EXERCISE AIM: Word for word, repeat the lines of the records from the first line up to and including the line that contains "Where can the black glove", passing over any pictures.

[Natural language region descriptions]
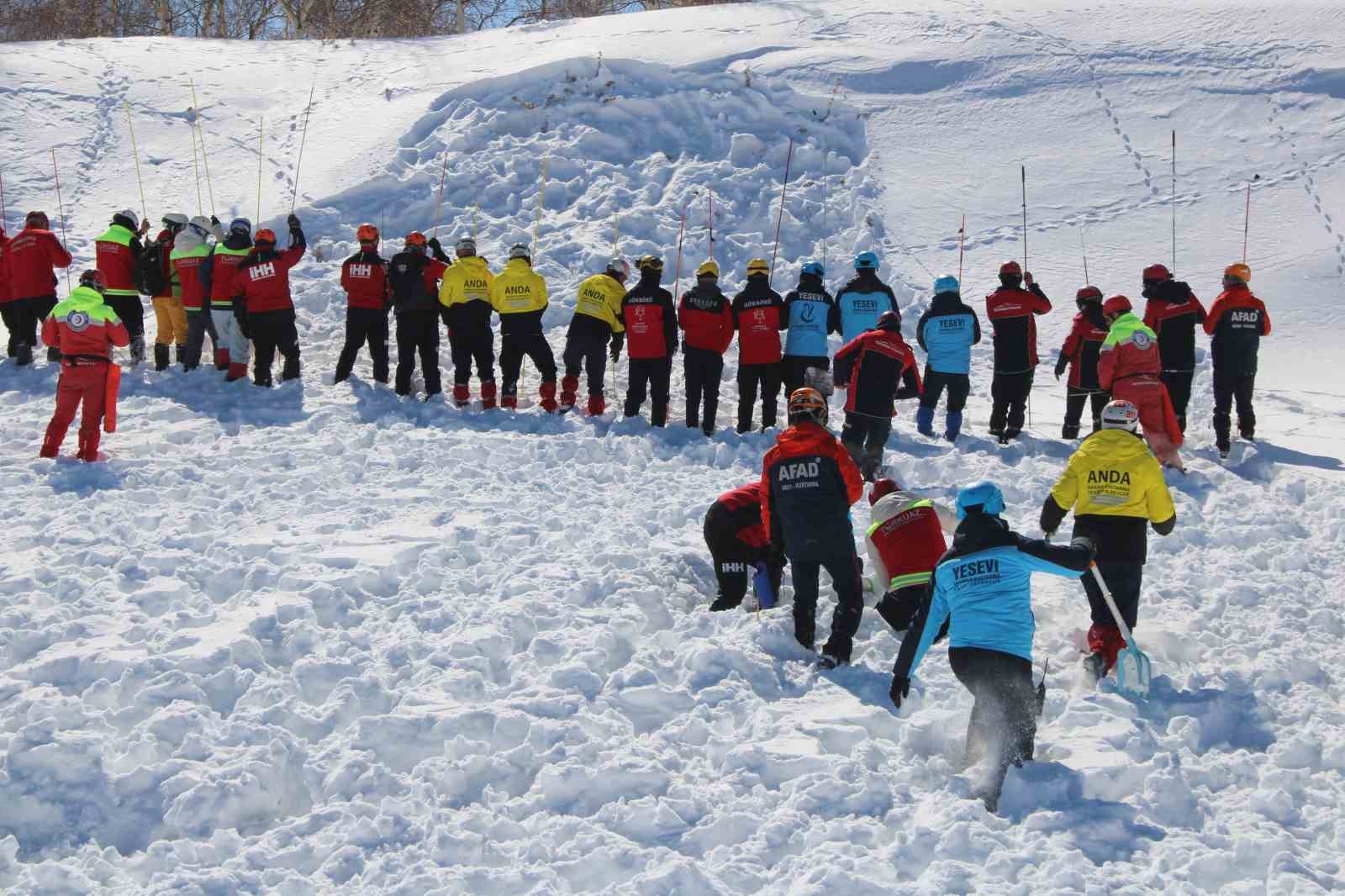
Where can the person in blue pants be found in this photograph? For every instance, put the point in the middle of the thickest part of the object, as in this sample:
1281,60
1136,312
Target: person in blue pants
946,331
985,584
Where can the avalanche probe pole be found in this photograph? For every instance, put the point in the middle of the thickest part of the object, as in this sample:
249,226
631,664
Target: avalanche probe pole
780,217
61,208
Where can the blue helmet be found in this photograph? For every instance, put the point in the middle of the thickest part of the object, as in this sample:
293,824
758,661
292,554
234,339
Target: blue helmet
985,495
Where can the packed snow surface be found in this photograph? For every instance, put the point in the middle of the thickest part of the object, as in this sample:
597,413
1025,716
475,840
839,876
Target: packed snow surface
320,640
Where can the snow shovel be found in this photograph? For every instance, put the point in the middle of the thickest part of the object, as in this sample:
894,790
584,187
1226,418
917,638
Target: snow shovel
1134,672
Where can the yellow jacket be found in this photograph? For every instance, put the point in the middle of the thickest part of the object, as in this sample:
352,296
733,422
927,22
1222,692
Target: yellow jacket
600,296
1113,474
518,289
467,280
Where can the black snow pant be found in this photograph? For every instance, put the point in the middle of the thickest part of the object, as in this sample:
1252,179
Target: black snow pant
703,369
654,374
199,322
750,378
1179,389
1075,401
865,437
1123,582
795,369
365,326
1004,716
845,577
271,331
514,346
1009,396
417,331
1227,389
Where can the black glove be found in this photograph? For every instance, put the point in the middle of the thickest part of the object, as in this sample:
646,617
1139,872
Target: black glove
900,689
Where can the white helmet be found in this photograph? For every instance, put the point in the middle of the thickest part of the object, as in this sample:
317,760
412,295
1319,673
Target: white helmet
1121,414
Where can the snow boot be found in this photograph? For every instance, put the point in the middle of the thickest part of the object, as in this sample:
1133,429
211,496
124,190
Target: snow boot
925,420
569,392
548,393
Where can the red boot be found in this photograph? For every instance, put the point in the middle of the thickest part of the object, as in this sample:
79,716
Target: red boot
569,392
548,393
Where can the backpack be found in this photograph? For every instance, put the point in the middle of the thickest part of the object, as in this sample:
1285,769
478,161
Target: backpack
148,273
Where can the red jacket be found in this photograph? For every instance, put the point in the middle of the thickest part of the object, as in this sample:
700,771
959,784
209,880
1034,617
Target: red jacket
706,318
365,280
262,280
33,255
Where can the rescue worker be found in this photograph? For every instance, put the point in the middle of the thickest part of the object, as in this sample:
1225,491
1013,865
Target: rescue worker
414,279
363,276
759,316
982,587
217,279
1116,490
1012,311
1237,323
809,483
1127,369
1080,356
864,299
650,323
33,253
739,546
84,329
874,369
518,295
262,302
946,331
466,295
1174,313
595,323
116,253
905,540
810,315
705,316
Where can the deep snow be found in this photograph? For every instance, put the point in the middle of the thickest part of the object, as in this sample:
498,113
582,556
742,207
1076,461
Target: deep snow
319,640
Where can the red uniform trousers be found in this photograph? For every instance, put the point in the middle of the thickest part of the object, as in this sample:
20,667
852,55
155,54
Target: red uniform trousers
87,382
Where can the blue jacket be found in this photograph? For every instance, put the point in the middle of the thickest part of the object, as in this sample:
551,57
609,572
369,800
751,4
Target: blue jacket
810,314
947,331
985,582
861,302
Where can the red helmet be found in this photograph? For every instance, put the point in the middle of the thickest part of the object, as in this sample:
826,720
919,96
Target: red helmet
1116,306
883,488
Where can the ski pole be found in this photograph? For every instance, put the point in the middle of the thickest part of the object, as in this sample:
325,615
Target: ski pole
303,139
439,203
201,134
780,217
61,208
136,154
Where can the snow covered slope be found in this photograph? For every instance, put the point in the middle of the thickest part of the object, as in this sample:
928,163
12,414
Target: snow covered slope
319,640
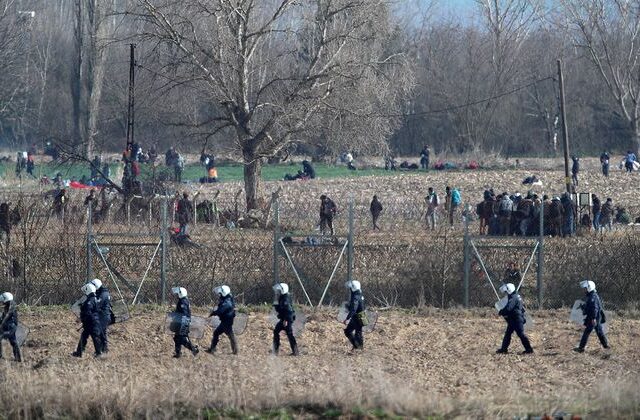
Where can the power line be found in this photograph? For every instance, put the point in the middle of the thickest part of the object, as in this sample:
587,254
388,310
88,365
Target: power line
477,102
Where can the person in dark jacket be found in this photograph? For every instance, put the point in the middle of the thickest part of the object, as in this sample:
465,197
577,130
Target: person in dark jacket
597,207
105,311
286,316
376,209
594,316
226,311
353,321
604,161
90,318
181,337
184,213
567,215
513,313
308,170
9,324
328,210
575,168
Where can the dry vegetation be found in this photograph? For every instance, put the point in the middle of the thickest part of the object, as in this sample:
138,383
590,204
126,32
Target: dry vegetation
432,363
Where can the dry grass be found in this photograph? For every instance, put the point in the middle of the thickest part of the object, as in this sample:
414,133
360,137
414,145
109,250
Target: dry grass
437,363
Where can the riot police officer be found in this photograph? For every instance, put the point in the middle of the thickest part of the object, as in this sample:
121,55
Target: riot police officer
181,336
286,316
353,320
594,316
226,311
9,324
513,313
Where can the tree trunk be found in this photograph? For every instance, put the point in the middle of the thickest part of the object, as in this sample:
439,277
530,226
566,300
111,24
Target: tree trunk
252,182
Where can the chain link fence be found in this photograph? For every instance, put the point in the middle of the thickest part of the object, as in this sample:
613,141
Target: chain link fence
49,250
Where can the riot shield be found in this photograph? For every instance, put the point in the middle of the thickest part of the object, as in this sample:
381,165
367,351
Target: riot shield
499,305
120,310
239,322
298,324
372,317
177,323
75,307
576,315
22,332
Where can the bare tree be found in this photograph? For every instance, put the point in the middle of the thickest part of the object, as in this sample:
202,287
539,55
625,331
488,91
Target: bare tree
277,71
609,32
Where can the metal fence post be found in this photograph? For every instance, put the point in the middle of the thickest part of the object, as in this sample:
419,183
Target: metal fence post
163,255
350,241
466,260
276,241
89,239
540,257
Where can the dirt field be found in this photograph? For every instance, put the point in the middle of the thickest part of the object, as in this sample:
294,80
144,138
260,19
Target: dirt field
438,363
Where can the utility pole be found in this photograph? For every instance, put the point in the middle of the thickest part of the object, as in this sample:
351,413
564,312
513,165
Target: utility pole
132,86
565,134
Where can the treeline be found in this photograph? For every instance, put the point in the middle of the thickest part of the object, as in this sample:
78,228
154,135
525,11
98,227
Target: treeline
483,83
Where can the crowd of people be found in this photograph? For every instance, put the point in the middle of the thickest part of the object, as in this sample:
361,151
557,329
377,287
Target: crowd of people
96,315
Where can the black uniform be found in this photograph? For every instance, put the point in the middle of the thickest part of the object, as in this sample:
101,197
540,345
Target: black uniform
592,309
8,330
181,337
286,316
354,327
105,314
513,313
226,311
90,318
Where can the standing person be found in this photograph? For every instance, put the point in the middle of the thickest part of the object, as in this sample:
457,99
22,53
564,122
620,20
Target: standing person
575,168
286,316
178,167
594,316
226,311
505,208
424,158
432,208
328,210
353,331
597,208
185,213
376,209
567,213
629,160
513,313
105,311
181,337
604,162
606,214
456,201
90,318
9,324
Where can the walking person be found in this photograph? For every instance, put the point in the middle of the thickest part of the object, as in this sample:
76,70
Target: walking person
90,318
432,208
226,311
105,312
594,316
181,337
328,210
376,209
184,212
353,321
513,313
596,209
286,315
575,169
9,324
604,162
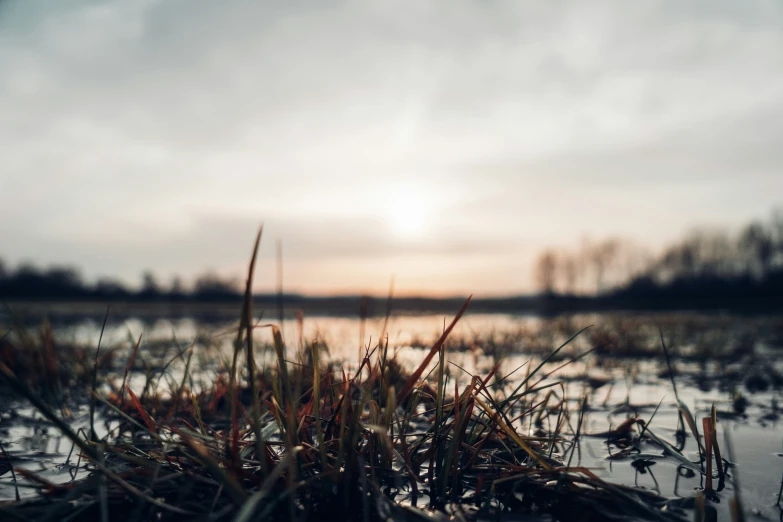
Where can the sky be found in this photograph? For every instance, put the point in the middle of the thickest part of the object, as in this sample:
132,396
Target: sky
444,143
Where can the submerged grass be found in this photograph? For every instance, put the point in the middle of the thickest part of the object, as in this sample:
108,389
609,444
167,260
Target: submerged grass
305,440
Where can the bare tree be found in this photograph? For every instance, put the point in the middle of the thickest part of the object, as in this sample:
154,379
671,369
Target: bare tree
546,270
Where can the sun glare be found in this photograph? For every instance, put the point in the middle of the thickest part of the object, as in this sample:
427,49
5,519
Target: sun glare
408,212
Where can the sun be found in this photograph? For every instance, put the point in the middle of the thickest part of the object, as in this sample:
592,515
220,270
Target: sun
408,210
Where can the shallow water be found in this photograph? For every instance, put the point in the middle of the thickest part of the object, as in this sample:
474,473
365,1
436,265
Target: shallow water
616,388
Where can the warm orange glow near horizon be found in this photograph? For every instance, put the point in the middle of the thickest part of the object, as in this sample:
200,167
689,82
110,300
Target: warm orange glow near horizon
446,150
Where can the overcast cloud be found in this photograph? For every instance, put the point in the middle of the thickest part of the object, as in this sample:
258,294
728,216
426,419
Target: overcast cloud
159,133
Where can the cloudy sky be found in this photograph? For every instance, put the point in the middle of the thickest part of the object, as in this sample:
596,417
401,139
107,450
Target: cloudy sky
445,142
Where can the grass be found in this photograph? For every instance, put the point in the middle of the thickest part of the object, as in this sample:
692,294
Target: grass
302,439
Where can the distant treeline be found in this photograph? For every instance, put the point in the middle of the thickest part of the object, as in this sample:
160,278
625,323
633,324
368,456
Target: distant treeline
58,283
706,269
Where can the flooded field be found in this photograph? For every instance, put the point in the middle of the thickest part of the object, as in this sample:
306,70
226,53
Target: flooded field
607,406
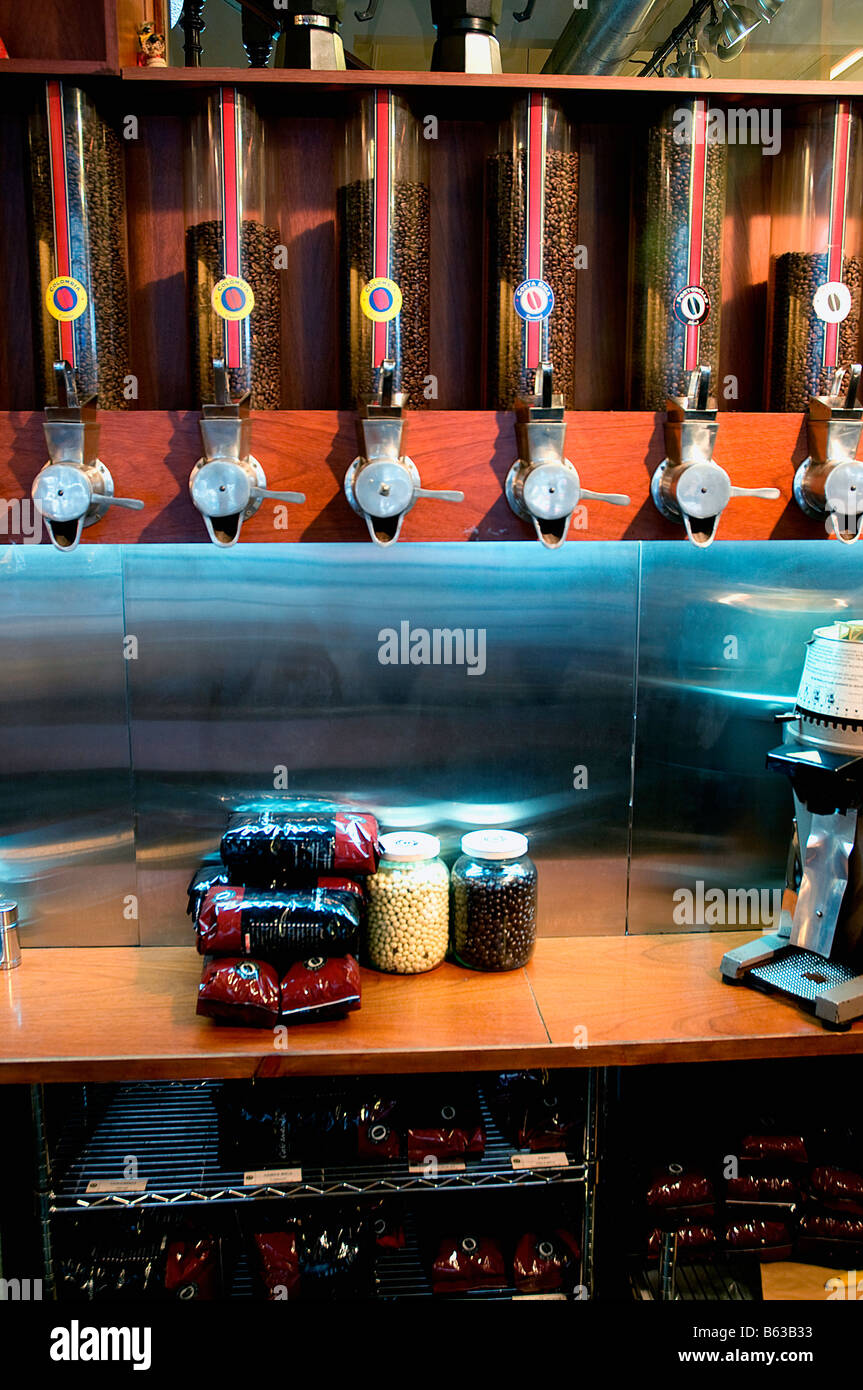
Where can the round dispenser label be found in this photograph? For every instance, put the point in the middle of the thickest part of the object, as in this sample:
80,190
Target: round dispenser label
691,305
232,298
534,299
381,299
66,299
831,302
833,677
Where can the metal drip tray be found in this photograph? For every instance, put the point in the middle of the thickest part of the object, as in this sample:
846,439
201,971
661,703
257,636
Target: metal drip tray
801,973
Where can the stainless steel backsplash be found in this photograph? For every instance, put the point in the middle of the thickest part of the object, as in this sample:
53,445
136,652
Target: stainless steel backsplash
616,704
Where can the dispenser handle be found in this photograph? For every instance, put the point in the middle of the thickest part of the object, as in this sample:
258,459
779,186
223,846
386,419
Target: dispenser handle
441,495
766,494
277,496
617,499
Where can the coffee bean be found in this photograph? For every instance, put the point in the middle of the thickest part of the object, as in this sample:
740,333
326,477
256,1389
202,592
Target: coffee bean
660,264
494,913
97,241
796,334
260,331
506,202
409,268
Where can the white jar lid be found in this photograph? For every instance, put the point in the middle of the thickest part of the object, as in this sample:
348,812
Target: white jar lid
495,844
406,845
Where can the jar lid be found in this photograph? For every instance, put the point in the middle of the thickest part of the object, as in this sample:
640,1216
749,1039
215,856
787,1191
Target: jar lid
495,844
409,845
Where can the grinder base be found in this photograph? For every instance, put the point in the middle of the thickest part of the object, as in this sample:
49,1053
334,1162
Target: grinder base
828,988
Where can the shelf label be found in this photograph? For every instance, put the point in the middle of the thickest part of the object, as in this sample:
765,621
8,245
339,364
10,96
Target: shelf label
117,1184
534,299
527,1161
271,1176
430,1169
381,299
232,298
66,299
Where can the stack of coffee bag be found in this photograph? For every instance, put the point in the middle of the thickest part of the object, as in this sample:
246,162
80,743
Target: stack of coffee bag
280,915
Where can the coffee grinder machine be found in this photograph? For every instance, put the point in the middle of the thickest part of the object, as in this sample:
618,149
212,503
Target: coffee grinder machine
815,958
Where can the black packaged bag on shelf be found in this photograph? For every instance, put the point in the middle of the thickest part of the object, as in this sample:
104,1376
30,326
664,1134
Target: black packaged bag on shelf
320,988
275,1264
695,1240
445,1122
378,1137
210,875
285,1123
278,926
838,1189
464,1262
539,1111
268,847
546,1262
678,1189
766,1239
192,1268
337,1255
827,1237
246,993
781,1150
128,1265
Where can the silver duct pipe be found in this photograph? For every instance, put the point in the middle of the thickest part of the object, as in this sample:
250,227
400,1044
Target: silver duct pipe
599,38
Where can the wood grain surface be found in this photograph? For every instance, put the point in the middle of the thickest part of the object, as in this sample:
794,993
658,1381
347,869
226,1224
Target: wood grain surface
150,455
110,1014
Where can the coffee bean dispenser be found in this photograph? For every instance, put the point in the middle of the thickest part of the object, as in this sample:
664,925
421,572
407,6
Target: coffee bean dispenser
79,246
816,253
532,234
689,487
232,252
678,209
232,267
384,227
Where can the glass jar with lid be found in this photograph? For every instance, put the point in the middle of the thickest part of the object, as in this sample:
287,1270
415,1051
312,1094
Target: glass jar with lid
494,901
407,905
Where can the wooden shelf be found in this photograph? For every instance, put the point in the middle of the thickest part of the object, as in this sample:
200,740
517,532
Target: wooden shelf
500,82
121,1014
152,453
57,67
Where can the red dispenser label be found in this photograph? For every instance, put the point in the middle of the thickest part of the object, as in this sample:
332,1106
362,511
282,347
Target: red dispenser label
231,167
698,175
60,205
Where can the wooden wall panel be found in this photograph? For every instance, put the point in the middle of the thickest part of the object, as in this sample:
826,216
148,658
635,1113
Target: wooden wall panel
152,453
56,29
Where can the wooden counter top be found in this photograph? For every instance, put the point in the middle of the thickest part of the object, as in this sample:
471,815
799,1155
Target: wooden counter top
118,1014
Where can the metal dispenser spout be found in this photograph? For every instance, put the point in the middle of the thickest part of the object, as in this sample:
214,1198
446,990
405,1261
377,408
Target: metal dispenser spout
542,487
828,483
74,489
382,484
228,484
689,485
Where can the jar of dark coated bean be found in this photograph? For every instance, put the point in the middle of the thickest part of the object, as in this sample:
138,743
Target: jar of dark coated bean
494,901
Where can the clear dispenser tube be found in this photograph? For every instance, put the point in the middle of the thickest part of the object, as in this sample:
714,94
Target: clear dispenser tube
532,234
678,206
816,253
79,243
232,252
384,228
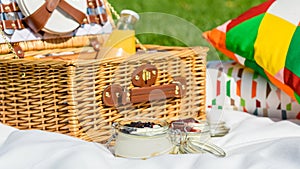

ANSWER FOR THIS EXERCISE:
Where can the person in blue pants be found in this photograph? For every instance, put the point in the middle of the thickest part of the object, as in this sample:
1281,60
1136,312
Target: person in blue pants
946,331
985,584
Where can the avalanche probe pole be found in this photograph? For every instance, put the point in the middle of the thickest part of the object, as in this sample:
249,226
631,664
Target: avalanche probe pole
780,217
61,208
Where can the blue helmet be found in this photograph? For every instance, put the point in the middle of the thickest part of the object, as in this sample:
293,824
758,661
292,554
234,339
Target: blue helmet
985,495
Where can the packed snow surface be found in this photograph? For every instance, put the point in the middle of the thickest part of the object, as in this sample:
597,413
1025,716
475,840
839,876
Target: packed snow surface
320,640
Where can the snow shovel be found in this photograph? For every instance, put the point in the middle of the thickest part of the object, as in this sample:
894,790
584,187
1226,418
917,638
Target: snow shovel
1134,672
Where can the yellow jacket be found in this photograph? For every instance, put the point in the middle of the thickest part of the object, as in this sample:
352,296
733,422
927,22
1222,692
Target: yellow jacket
600,296
1113,474
518,289
467,280
Where can the black snow pant be found in this photograph? For every instance, put the point in the middle of the thickest part of the object, as in this sample:
1252,179
Target: black snow pant
703,369
654,374
199,322
750,378
1179,389
1075,401
865,437
1123,582
795,369
365,326
1004,716
845,577
271,331
514,346
1009,396
417,331
1227,389
Where can the black glove be found in this photograph? For every instance, put the point in the middle of the thickest part of the object, as in this sample:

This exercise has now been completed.